The problem -
Please copy out all lines of the entries that contain the word "blurred".

The data -
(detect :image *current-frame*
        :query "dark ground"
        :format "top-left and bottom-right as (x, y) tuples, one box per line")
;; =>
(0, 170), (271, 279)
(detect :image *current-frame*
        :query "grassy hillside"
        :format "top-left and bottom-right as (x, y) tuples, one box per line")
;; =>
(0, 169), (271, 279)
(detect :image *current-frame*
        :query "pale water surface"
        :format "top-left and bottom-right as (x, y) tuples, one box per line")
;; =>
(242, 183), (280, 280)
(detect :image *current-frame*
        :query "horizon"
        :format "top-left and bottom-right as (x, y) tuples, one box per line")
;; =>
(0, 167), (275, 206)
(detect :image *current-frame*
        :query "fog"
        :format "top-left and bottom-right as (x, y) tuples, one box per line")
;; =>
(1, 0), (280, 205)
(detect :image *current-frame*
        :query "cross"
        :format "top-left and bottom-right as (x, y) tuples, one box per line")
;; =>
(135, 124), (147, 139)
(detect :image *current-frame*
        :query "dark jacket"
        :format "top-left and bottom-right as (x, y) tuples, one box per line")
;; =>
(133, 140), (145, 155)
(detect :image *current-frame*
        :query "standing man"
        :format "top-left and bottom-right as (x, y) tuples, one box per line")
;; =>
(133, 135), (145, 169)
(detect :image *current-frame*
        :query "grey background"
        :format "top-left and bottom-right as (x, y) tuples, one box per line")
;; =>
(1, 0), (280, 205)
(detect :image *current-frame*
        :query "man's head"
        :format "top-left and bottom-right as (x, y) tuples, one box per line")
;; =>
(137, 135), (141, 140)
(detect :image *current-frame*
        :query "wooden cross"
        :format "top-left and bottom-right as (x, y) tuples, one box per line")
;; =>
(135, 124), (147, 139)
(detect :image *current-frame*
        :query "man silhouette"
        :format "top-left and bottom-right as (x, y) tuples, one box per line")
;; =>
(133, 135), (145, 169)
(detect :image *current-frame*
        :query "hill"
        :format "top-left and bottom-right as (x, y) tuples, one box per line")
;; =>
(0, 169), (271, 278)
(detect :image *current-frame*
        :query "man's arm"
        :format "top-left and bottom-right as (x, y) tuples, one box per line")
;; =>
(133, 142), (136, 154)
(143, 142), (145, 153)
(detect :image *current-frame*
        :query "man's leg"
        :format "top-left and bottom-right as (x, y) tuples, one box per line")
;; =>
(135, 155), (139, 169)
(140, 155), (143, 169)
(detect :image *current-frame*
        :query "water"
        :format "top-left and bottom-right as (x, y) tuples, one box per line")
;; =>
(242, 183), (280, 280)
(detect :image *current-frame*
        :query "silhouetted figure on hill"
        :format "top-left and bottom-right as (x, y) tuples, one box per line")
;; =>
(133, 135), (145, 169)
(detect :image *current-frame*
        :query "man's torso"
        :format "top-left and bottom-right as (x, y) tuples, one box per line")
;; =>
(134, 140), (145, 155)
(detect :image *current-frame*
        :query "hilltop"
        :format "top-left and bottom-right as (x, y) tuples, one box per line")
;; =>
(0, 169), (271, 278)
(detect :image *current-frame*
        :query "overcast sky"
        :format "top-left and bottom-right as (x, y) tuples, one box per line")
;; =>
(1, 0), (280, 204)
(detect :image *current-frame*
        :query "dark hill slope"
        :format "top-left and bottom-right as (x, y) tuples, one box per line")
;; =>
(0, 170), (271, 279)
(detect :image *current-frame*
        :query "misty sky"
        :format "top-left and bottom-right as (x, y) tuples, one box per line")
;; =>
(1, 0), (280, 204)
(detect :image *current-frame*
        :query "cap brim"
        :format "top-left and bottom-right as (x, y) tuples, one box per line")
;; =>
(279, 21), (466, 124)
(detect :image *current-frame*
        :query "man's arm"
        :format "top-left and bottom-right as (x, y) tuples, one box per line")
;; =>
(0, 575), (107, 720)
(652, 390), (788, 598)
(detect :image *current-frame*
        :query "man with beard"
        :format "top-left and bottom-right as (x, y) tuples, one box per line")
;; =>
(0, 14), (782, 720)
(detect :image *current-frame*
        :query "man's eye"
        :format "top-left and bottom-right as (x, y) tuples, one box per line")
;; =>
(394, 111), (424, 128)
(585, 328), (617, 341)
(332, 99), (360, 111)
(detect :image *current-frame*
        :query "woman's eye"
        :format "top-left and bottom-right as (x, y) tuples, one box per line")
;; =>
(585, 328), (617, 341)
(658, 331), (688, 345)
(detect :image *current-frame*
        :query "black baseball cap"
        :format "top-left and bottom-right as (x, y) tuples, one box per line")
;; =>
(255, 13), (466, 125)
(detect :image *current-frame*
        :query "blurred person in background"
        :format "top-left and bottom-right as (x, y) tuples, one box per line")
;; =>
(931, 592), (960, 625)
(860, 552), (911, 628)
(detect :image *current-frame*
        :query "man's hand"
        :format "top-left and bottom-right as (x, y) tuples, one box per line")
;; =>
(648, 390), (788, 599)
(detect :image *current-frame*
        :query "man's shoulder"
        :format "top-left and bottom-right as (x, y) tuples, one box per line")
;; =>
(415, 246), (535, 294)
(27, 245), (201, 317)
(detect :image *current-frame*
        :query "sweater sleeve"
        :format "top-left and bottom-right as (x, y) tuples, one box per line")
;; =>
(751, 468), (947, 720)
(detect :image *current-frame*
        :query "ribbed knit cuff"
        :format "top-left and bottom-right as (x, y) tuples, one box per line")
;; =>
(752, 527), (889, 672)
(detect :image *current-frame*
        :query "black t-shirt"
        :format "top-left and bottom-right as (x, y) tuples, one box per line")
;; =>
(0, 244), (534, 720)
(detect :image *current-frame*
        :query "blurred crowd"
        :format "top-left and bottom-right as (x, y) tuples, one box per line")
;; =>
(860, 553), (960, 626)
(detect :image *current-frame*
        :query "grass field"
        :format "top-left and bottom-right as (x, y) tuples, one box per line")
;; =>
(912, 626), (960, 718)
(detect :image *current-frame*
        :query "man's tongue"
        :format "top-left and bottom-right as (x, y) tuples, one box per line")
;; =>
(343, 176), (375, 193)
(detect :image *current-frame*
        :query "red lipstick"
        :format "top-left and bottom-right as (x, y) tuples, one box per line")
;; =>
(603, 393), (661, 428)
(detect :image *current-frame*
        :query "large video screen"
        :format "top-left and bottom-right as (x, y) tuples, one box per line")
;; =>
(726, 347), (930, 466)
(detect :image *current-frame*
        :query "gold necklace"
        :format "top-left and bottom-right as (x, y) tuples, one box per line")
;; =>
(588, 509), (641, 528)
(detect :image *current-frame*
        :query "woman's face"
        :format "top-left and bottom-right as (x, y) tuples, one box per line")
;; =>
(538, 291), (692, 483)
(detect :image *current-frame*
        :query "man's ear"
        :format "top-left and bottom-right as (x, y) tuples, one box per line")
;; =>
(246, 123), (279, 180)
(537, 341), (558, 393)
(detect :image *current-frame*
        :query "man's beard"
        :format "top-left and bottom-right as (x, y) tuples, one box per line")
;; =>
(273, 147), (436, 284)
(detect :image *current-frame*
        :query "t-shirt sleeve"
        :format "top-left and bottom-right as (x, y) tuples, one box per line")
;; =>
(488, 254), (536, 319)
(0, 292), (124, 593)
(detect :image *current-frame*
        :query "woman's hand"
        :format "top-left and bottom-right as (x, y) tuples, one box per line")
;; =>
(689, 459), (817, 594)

Written solution -
        :query "blurred person in background"
        :query "blurred crowd"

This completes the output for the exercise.